Extracted data:
-=-=-=-=-

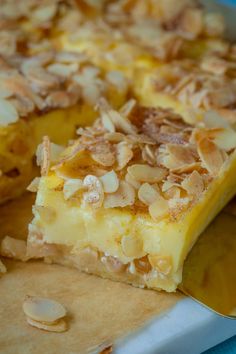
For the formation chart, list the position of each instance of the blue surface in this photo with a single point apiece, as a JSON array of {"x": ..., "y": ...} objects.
[
  {"x": 228, "y": 347},
  {"x": 228, "y": 2}
]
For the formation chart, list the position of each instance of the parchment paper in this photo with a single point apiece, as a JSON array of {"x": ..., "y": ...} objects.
[{"x": 99, "y": 311}]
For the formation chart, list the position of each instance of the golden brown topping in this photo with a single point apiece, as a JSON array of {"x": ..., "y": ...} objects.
[
  {"x": 165, "y": 165},
  {"x": 3, "y": 268},
  {"x": 13, "y": 248},
  {"x": 211, "y": 156},
  {"x": 124, "y": 154},
  {"x": 159, "y": 209}
]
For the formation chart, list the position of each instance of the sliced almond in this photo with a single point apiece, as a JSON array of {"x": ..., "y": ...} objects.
[
  {"x": 3, "y": 268},
  {"x": 226, "y": 139},
  {"x": 8, "y": 113},
  {"x": 71, "y": 186},
  {"x": 148, "y": 155},
  {"x": 43, "y": 156},
  {"x": 33, "y": 186},
  {"x": 43, "y": 309},
  {"x": 120, "y": 122},
  {"x": 159, "y": 209},
  {"x": 124, "y": 196},
  {"x": 110, "y": 182},
  {"x": 193, "y": 184},
  {"x": 95, "y": 193},
  {"x": 124, "y": 154},
  {"x": 64, "y": 70},
  {"x": 146, "y": 173},
  {"x": 114, "y": 137},
  {"x": 147, "y": 194},
  {"x": 58, "y": 327},
  {"x": 132, "y": 246},
  {"x": 211, "y": 156},
  {"x": 13, "y": 248}
]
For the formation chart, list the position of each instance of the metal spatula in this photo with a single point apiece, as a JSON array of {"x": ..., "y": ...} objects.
[{"x": 209, "y": 274}]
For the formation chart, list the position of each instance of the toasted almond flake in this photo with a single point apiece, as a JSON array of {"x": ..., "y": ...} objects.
[
  {"x": 33, "y": 186},
  {"x": 132, "y": 181},
  {"x": 124, "y": 196},
  {"x": 58, "y": 327},
  {"x": 132, "y": 246},
  {"x": 226, "y": 139},
  {"x": 8, "y": 113},
  {"x": 212, "y": 119},
  {"x": 214, "y": 24},
  {"x": 192, "y": 21},
  {"x": 146, "y": 173},
  {"x": 128, "y": 107},
  {"x": 43, "y": 309},
  {"x": 95, "y": 193},
  {"x": 70, "y": 57},
  {"x": 114, "y": 137},
  {"x": 71, "y": 186},
  {"x": 147, "y": 194},
  {"x": 211, "y": 156},
  {"x": 124, "y": 154},
  {"x": 13, "y": 248},
  {"x": 187, "y": 168},
  {"x": 110, "y": 182},
  {"x": 43, "y": 156},
  {"x": 3, "y": 268},
  {"x": 64, "y": 70},
  {"x": 44, "y": 13},
  {"x": 159, "y": 209},
  {"x": 162, "y": 263},
  {"x": 107, "y": 122},
  {"x": 148, "y": 155},
  {"x": 121, "y": 123},
  {"x": 46, "y": 213},
  {"x": 103, "y": 154},
  {"x": 193, "y": 184}
]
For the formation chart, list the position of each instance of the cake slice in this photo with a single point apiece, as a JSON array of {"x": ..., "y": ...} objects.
[
  {"x": 192, "y": 87},
  {"x": 50, "y": 93},
  {"x": 128, "y": 199}
]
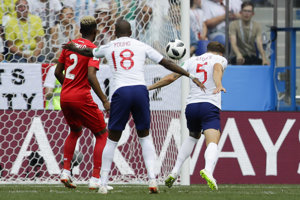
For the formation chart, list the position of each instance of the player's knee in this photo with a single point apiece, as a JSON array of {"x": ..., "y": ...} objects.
[
  {"x": 101, "y": 132},
  {"x": 143, "y": 133},
  {"x": 114, "y": 135},
  {"x": 76, "y": 130},
  {"x": 195, "y": 135}
]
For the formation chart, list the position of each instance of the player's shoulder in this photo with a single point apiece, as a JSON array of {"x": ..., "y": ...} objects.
[{"x": 84, "y": 43}]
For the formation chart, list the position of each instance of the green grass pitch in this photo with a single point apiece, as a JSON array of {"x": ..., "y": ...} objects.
[{"x": 140, "y": 192}]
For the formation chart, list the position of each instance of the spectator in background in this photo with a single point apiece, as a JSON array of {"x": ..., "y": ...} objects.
[
  {"x": 64, "y": 31},
  {"x": 1, "y": 44},
  {"x": 105, "y": 27},
  {"x": 81, "y": 8},
  {"x": 39, "y": 8},
  {"x": 197, "y": 20},
  {"x": 245, "y": 37},
  {"x": 7, "y": 9},
  {"x": 24, "y": 34},
  {"x": 173, "y": 28},
  {"x": 214, "y": 13}
]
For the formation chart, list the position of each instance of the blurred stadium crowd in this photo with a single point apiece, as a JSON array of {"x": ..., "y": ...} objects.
[{"x": 33, "y": 30}]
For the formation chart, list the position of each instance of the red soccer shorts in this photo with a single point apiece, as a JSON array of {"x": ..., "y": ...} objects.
[{"x": 85, "y": 114}]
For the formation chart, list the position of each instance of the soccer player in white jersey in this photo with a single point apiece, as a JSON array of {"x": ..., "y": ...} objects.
[
  {"x": 202, "y": 110},
  {"x": 126, "y": 57}
]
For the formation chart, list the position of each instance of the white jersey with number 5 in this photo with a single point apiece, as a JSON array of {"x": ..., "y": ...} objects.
[
  {"x": 126, "y": 57},
  {"x": 203, "y": 67}
]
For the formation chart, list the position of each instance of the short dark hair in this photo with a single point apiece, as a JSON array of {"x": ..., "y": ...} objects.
[
  {"x": 247, "y": 3},
  {"x": 87, "y": 24},
  {"x": 122, "y": 28},
  {"x": 216, "y": 47}
]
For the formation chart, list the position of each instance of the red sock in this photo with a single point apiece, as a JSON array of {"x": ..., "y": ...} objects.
[
  {"x": 69, "y": 148},
  {"x": 99, "y": 146}
]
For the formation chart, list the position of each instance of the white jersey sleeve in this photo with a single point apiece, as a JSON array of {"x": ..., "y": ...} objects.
[
  {"x": 186, "y": 64},
  {"x": 100, "y": 51},
  {"x": 222, "y": 61},
  {"x": 152, "y": 54}
]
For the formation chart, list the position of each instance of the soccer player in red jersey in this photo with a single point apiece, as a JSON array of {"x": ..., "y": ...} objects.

-=-=-=-=-

Problem requirements: Return the records exactly as they stand, and drop every picture.

Written response:
For the formation chart, list the position of each instance of the blue surface in this photo with a single point apiece, as a JSON array of {"x": ..., "y": ...} objects.
[
  {"x": 228, "y": 347},
  {"x": 228, "y": 2}
]
For the formation chart, list the position of each instance of the parchment paper in this photo with a single point apiece, as a JSON array of {"x": ..., "y": ...} objects.
[{"x": 99, "y": 311}]
For the formation chart, list the position of each instance of the golden brown topping in this photo with a single point apiece, as a JSON array of {"x": ..., "y": ...} objects.
[
  {"x": 165, "y": 165},
  {"x": 3, "y": 268},
  {"x": 13, "y": 248},
  {"x": 211, "y": 156},
  {"x": 124, "y": 154},
  {"x": 159, "y": 209}
]
For the formation chart, list the position of each instance of the sliced almond in this photo with a single point apiece, as a JSON array of {"x": ..., "y": ...} objects.
[
  {"x": 3, "y": 268},
  {"x": 226, "y": 139},
  {"x": 8, "y": 113},
  {"x": 71, "y": 186},
  {"x": 148, "y": 155},
  {"x": 43, "y": 156},
  {"x": 33, "y": 186},
  {"x": 43, "y": 309},
  {"x": 120, "y": 122},
  {"x": 159, "y": 209},
  {"x": 124, "y": 196},
  {"x": 110, "y": 182},
  {"x": 193, "y": 184},
  {"x": 95, "y": 193},
  {"x": 124, "y": 154},
  {"x": 64, "y": 70},
  {"x": 146, "y": 173},
  {"x": 114, "y": 137},
  {"x": 147, "y": 194},
  {"x": 58, "y": 327},
  {"x": 132, "y": 246},
  {"x": 211, "y": 156},
  {"x": 13, "y": 248}
]
For the formation chart, list the position of each instance of the metal spatula in this photo with a single point apiece, as a JSON array of {"x": ..., "y": ...} objects.
[{"x": 209, "y": 274}]
For the formation chart, list the position of each instance of the toasted almond flake in this photo with a single point apiece, as a JSON array of {"x": ..., "y": ...} objects.
[
  {"x": 33, "y": 186},
  {"x": 132, "y": 181},
  {"x": 124, "y": 196},
  {"x": 58, "y": 327},
  {"x": 132, "y": 246},
  {"x": 226, "y": 139},
  {"x": 8, "y": 113},
  {"x": 212, "y": 119},
  {"x": 214, "y": 24},
  {"x": 192, "y": 21},
  {"x": 146, "y": 173},
  {"x": 128, "y": 107},
  {"x": 43, "y": 309},
  {"x": 95, "y": 193},
  {"x": 70, "y": 57},
  {"x": 114, "y": 137},
  {"x": 71, "y": 186},
  {"x": 147, "y": 194},
  {"x": 211, "y": 156},
  {"x": 124, "y": 154},
  {"x": 13, "y": 248},
  {"x": 187, "y": 168},
  {"x": 110, "y": 182},
  {"x": 43, "y": 156},
  {"x": 3, "y": 268},
  {"x": 64, "y": 70},
  {"x": 44, "y": 13},
  {"x": 159, "y": 209},
  {"x": 162, "y": 263},
  {"x": 107, "y": 122},
  {"x": 148, "y": 155},
  {"x": 121, "y": 123},
  {"x": 46, "y": 213},
  {"x": 103, "y": 154},
  {"x": 193, "y": 184}
]
For the formation chart, list the position of each instance of the cake slice in this photo with a single point apiece, as a JSON array of {"x": ..., "y": ...} objects.
[
  {"x": 192, "y": 87},
  {"x": 50, "y": 93},
  {"x": 128, "y": 199}
]
For the formation chart, list the position of each instance of the player's knee in this photo with a single point apiece, as a JSON array of {"x": ..., "y": ...} objects.
[
  {"x": 101, "y": 132},
  {"x": 143, "y": 133},
  {"x": 114, "y": 135},
  {"x": 76, "y": 130},
  {"x": 195, "y": 135}
]
For the formation chart, list the position of each instance of the player's shoulder in this photo with a single point apiece, as a JSON array of {"x": ..., "y": ...} objects.
[{"x": 84, "y": 43}]
For the formation chart, list the position of each instance of the green grass pitch in this photo with a single point apiece, as a JSON array of {"x": ..., "y": ...} objects.
[{"x": 140, "y": 192}]
For the formation chart, list the position of each instance of the spectator in background in this photo with a single point apiece, as a JSON array of {"x": ..., "y": ...} objects.
[
  {"x": 64, "y": 31},
  {"x": 1, "y": 44},
  {"x": 105, "y": 27},
  {"x": 81, "y": 8},
  {"x": 39, "y": 8},
  {"x": 197, "y": 20},
  {"x": 245, "y": 37},
  {"x": 7, "y": 9},
  {"x": 24, "y": 34},
  {"x": 173, "y": 28},
  {"x": 214, "y": 13}
]
For the formation chart, list the position of each instance of the blurred stadium crowd in this photo with a single point apiece, as a JSON array of {"x": ..., "y": ...} objects.
[{"x": 33, "y": 30}]
For the formation chart, list the position of each instance of the red soccer shorts in this photo with a single point apiece, as a JSON array of {"x": ..., "y": ...} objects.
[{"x": 85, "y": 114}]
For the formation chart, list the position of each instance of the soccer player in white jersey in this photo with a single point apiece, as a JSON array of {"x": ..., "y": ...} objects.
[
  {"x": 202, "y": 110},
  {"x": 126, "y": 57}
]
For the formation chart, list the position of each instance of the white jersey with number 5 in this photo with a single point apiece, as a JSON array of {"x": ..., "y": ...} objects.
[
  {"x": 126, "y": 57},
  {"x": 203, "y": 67}
]
For the formation chart, list the position of each instance of the short dark hair in this photo with a single point apiece, as a JSON array of {"x": ..., "y": ...} objects.
[
  {"x": 247, "y": 3},
  {"x": 87, "y": 24},
  {"x": 122, "y": 28},
  {"x": 216, "y": 47}
]
For the formation chart, list the position of each instance of the red sock in this photo with a single point apiece, as a JSON array of {"x": ..., "y": ...} objects.
[
  {"x": 69, "y": 148},
  {"x": 99, "y": 146}
]
For the formation chart, list the position of each instance of the white jersey sleeve in this photo with a single point apiece, as a JSON array of {"x": ..., "y": ...} objects.
[
  {"x": 186, "y": 64},
  {"x": 100, "y": 51},
  {"x": 222, "y": 61},
  {"x": 152, "y": 54}
]
For the formation chart, list the position of each instance of the soccer player in red jersey in this photo with a single point apiece, as a JSON array of {"x": ..., "y": ...} objects.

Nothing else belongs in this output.